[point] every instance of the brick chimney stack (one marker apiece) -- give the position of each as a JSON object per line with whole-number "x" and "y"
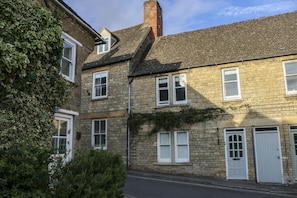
{"x": 153, "y": 17}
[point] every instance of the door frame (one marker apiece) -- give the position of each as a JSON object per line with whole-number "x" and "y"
{"x": 69, "y": 135}
{"x": 241, "y": 130}
{"x": 255, "y": 151}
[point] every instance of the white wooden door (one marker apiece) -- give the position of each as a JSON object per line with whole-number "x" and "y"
{"x": 268, "y": 155}
{"x": 236, "y": 156}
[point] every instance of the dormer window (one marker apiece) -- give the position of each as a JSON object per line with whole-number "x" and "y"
{"x": 109, "y": 39}
{"x": 104, "y": 47}
{"x": 69, "y": 57}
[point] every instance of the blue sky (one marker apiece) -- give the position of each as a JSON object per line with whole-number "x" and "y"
{"x": 178, "y": 15}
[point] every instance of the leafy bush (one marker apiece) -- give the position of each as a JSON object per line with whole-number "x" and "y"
{"x": 21, "y": 173}
{"x": 90, "y": 174}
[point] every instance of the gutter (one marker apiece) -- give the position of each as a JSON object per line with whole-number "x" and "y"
{"x": 211, "y": 64}
{"x": 81, "y": 21}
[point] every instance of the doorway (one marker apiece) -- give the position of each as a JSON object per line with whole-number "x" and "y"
{"x": 268, "y": 155}
{"x": 62, "y": 137}
{"x": 236, "y": 155}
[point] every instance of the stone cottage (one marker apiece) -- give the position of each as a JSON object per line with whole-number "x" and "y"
{"x": 240, "y": 78}
{"x": 79, "y": 40}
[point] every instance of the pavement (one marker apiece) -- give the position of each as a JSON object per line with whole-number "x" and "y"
{"x": 280, "y": 189}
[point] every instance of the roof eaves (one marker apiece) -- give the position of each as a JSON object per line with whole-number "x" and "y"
{"x": 101, "y": 62}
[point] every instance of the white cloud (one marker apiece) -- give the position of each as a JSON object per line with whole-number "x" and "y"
{"x": 184, "y": 15}
{"x": 112, "y": 14}
{"x": 178, "y": 15}
{"x": 259, "y": 9}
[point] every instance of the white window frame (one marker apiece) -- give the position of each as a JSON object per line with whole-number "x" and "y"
{"x": 101, "y": 74}
{"x": 101, "y": 134}
{"x": 174, "y": 157}
{"x": 166, "y": 160}
{"x": 103, "y": 48}
{"x": 158, "y": 89}
{"x": 177, "y": 145}
{"x": 233, "y": 97}
{"x": 72, "y": 42}
{"x": 291, "y": 75}
{"x": 183, "y": 84}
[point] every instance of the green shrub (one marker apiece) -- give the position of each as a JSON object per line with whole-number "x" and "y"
{"x": 23, "y": 174}
{"x": 90, "y": 174}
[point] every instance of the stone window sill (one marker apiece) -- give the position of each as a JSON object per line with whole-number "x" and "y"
{"x": 173, "y": 164}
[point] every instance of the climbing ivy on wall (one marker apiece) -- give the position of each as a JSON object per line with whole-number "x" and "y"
{"x": 170, "y": 119}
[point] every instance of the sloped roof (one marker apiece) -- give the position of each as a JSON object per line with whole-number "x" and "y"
{"x": 248, "y": 40}
{"x": 130, "y": 39}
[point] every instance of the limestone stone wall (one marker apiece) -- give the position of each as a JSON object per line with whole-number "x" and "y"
{"x": 263, "y": 103}
{"x": 113, "y": 108}
{"x": 73, "y": 27}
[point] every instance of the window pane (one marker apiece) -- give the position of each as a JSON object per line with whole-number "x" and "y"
{"x": 163, "y": 82}
{"x": 66, "y": 67}
{"x": 97, "y": 81}
{"x": 106, "y": 45}
{"x": 182, "y": 152}
{"x": 63, "y": 128}
{"x": 55, "y": 128}
{"x": 292, "y": 83}
{"x": 102, "y": 126}
{"x": 97, "y": 140}
{"x": 103, "y": 141}
{"x": 103, "y": 80}
{"x": 103, "y": 89}
{"x": 55, "y": 145}
{"x": 177, "y": 83}
{"x": 101, "y": 48}
{"x": 96, "y": 126}
{"x": 180, "y": 94}
{"x": 231, "y": 89}
{"x": 67, "y": 51}
{"x": 181, "y": 138}
{"x": 62, "y": 145}
{"x": 164, "y": 139}
{"x": 163, "y": 95}
{"x": 97, "y": 93}
{"x": 165, "y": 152}
{"x": 230, "y": 75}
{"x": 291, "y": 68}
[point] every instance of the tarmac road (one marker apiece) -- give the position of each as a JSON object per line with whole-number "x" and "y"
{"x": 144, "y": 187}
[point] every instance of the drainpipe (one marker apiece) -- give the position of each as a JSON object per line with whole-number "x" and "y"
{"x": 130, "y": 80}
{"x": 254, "y": 152}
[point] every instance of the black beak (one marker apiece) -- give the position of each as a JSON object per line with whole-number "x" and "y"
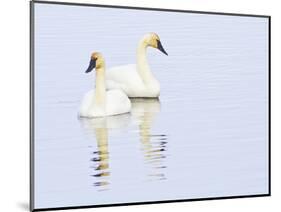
{"x": 92, "y": 65}
{"x": 160, "y": 47}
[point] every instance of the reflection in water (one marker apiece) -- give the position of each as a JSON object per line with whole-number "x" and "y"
{"x": 144, "y": 111}
{"x": 98, "y": 129}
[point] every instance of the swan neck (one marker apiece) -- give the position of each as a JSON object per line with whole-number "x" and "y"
{"x": 142, "y": 63}
{"x": 100, "y": 91}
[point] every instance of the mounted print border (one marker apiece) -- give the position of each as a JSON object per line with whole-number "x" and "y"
{"x": 32, "y": 104}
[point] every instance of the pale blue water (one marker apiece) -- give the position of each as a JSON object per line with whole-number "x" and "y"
{"x": 207, "y": 136}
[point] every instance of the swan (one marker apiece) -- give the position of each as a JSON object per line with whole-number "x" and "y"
{"x": 137, "y": 80}
{"x": 99, "y": 102}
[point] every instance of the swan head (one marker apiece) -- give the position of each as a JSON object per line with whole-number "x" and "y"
{"x": 153, "y": 40}
{"x": 96, "y": 62}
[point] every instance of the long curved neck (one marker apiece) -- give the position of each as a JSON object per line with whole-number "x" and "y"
{"x": 100, "y": 91}
{"x": 142, "y": 64}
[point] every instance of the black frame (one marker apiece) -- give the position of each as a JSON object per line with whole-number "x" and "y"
{"x": 32, "y": 2}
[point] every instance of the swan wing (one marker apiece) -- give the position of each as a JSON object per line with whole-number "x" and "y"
{"x": 117, "y": 102}
{"x": 123, "y": 77}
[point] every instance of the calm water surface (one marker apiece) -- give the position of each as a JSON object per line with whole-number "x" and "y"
{"x": 206, "y": 136}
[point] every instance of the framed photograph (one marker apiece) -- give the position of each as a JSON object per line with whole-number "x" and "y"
{"x": 144, "y": 105}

::::::

> **OBJECTIVE**
What is needed is an exact reproduction of the data, pictures excluded.

> **RESPONSE TO THIS TASK**
[point] every instance of the brick chimney stack (one marker apiece) -- give the position of each as a JSON object per line with whole-number "x" and "y"
{"x": 153, "y": 17}
[point] every instance of the door frame (one marker apiece) -- give the position of each as a JSON object per line with whole-number "x" and "y"
{"x": 69, "y": 135}
{"x": 241, "y": 130}
{"x": 255, "y": 151}
[point] every instance of the white wooden door (one marker apiece) -- give the position of each as a JSON object per line with whole-number "x" and "y"
{"x": 268, "y": 155}
{"x": 236, "y": 156}
[point] every instance of the dormer window (one marker apiece) -- give the position of each as a JSON object per line with whole-number "x" and "y"
{"x": 109, "y": 39}
{"x": 104, "y": 47}
{"x": 69, "y": 57}
[point] every instance of the blue sky (one marker apiece) -- give the position of each as a JSON object per line with whole-number "x" and "y"
{"x": 178, "y": 15}
[point] every instance of the leafy bush (one marker apiece) -- give the position of each as a JSON object per line with whole-number "x" and "y"
{"x": 21, "y": 173}
{"x": 90, "y": 174}
[point] every instance of the gutter (one marker apiece) -- give the position of each as a JSON object per line with whole-number "x" and "y"
{"x": 211, "y": 64}
{"x": 81, "y": 21}
[point] every instance of the doorway (one marker apiece) -- give the position of each as a JSON object per line with whole-number "x" and "y"
{"x": 268, "y": 155}
{"x": 62, "y": 137}
{"x": 236, "y": 155}
[point] every instance of the stone cottage (one marker apiece) -- give the position of each as a JSON object per line with whole-number "x" and "y"
{"x": 240, "y": 78}
{"x": 79, "y": 40}
[point] every instance of the pavement (one marker apiece) -- give the position of each as a JSON object per line with whole-number "x" and "y"
{"x": 280, "y": 189}
[point] every instance of the roof eaves (one marker apiece) -- give the position of each as a JSON object per line with whole-number "x" and "y"
{"x": 101, "y": 62}
[point] every instance of the white cloud (one marker apiece) -- give the position of each as a JSON object per line with whole-number "x" and "y"
{"x": 184, "y": 15}
{"x": 112, "y": 14}
{"x": 178, "y": 15}
{"x": 259, "y": 9}
[point] every instance of the white window frame (one marker apiece) -- give the position of each as a JSON object per line with whole-number "x" and "y"
{"x": 101, "y": 74}
{"x": 101, "y": 134}
{"x": 174, "y": 157}
{"x": 166, "y": 160}
{"x": 103, "y": 48}
{"x": 158, "y": 89}
{"x": 177, "y": 145}
{"x": 233, "y": 97}
{"x": 72, "y": 42}
{"x": 291, "y": 75}
{"x": 183, "y": 84}
[point] every instance of the green shrub (one marker apiece) -- give the position of each as a JSON object per line with whole-number "x" and "y"
{"x": 23, "y": 174}
{"x": 90, "y": 174}
[point] every instance of the stone window sill (one marker apiece) -- give the position of each as a JSON object per line with whole-number "x" and "y"
{"x": 173, "y": 164}
[point] every instance of the climbing ivy on wall (one marker apiece) -- give the position of each as a JSON object per line with whole-number "x" and "y"
{"x": 170, "y": 119}
[point] every instance of the sloped roof (one marker apiece) -- give the position of each as a JSON object per line with whole-number "x" and "y"
{"x": 248, "y": 40}
{"x": 130, "y": 39}
[point] every instance of the limestone stone wall (one marker apiece) -- give the position of each as a JSON object per line with whole-number "x" and "y"
{"x": 263, "y": 103}
{"x": 113, "y": 108}
{"x": 73, "y": 27}
[point] every instance of the window pane (one marker apiece) -- give the position of each as a JSON object per line with whole-number "x" and "y"
{"x": 163, "y": 82}
{"x": 66, "y": 67}
{"x": 97, "y": 81}
{"x": 106, "y": 45}
{"x": 182, "y": 152}
{"x": 63, "y": 128}
{"x": 55, "y": 128}
{"x": 292, "y": 83}
{"x": 102, "y": 126}
{"x": 97, "y": 140}
{"x": 103, "y": 141}
{"x": 103, "y": 80}
{"x": 103, "y": 89}
{"x": 55, "y": 145}
{"x": 177, "y": 83}
{"x": 101, "y": 48}
{"x": 96, "y": 126}
{"x": 180, "y": 94}
{"x": 231, "y": 89}
{"x": 67, "y": 51}
{"x": 181, "y": 138}
{"x": 62, "y": 145}
{"x": 164, "y": 139}
{"x": 163, "y": 95}
{"x": 97, "y": 93}
{"x": 165, "y": 152}
{"x": 230, "y": 75}
{"x": 291, "y": 68}
[point] every instance of the tarmac road (one marker apiece) -- give the position of each as a JSON object per line with whole-number "x" and "y"
{"x": 144, "y": 187}
[point] every instance of the drainpipe (one marker apiece) -- give the position of each as a JSON object per line with whole-number "x" and "y"
{"x": 130, "y": 80}
{"x": 254, "y": 152}
[point] every instance of the black beak (one marker apiece) -- give the position of each as a JSON object per line with whole-number "x" and "y"
{"x": 92, "y": 65}
{"x": 160, "y": 47}
[point] every instance of the reflection in water (one marker apiece) -- give the position of each as a JSON object per line with whole-number "x" and "y"
{"x": 144, "y": 111}
{"x": 98, "y": 129}
[point] every instance of the swan neck (one marker apiece) -- give the position of each as a JSON object per line with whole-number "x" and "y"
{"x": 142, "y": 63}
{"x": 100, "y": 91}
[point] every instance of the mounted print border (one marker apiece) -- give the position of each as a JSON object per line with whole-number "x" and "y"
{"x": 32, "y": 104}
[point] every instance of the pale blue water (one marker apiece) -- give the position of each as a JSON object per line with whole-number "x" and "y"
{"x": 207, "y": 136}
[point] every instance of the swan (one marker apiece) -- give the position of each as a JSON object per line with whole-number "x" and "y"
{"x": 137, "y": 80}
{"x": 99, "y": 102}
[point] every instance of the swan head (one marker apiece) -- give the position of each as a JSON object per line with whole-number "x" and "y"
{"x": 153, "y": 40}
{"x": 96, "y": 62}
[point] every instance of the long curved neck (one marker apiece) -- give the position of each as a JSON object per line with whole-number "x" and "y"
{"x": 100, "y": 91}
{"x": 142, "y": 64}
[point] every instance of the black frame (one marker apiece) -- give the position of each as a JSON object per line with whole-number "x" and "y"
{"x": 32, "y": 2}
[point] every instance of the swan wing (one marker apiece) -- give the position of each as a JSON object per line with whole-number "x" and "y"
{"x": 117, "y": 102}
{"x": 123, "y": 77}
[point] every instance of the calm water surface (one marker apiece) -- give the position of each as a JSON object per line with whole-number "x" and "y"
{"x": 206, "y": 136}
[point] every instance of the framed photograph (one marker apiece) -- give the position of each as a JSON object per line with whole-number "x" and "y"
{"x": 144, "y": 105}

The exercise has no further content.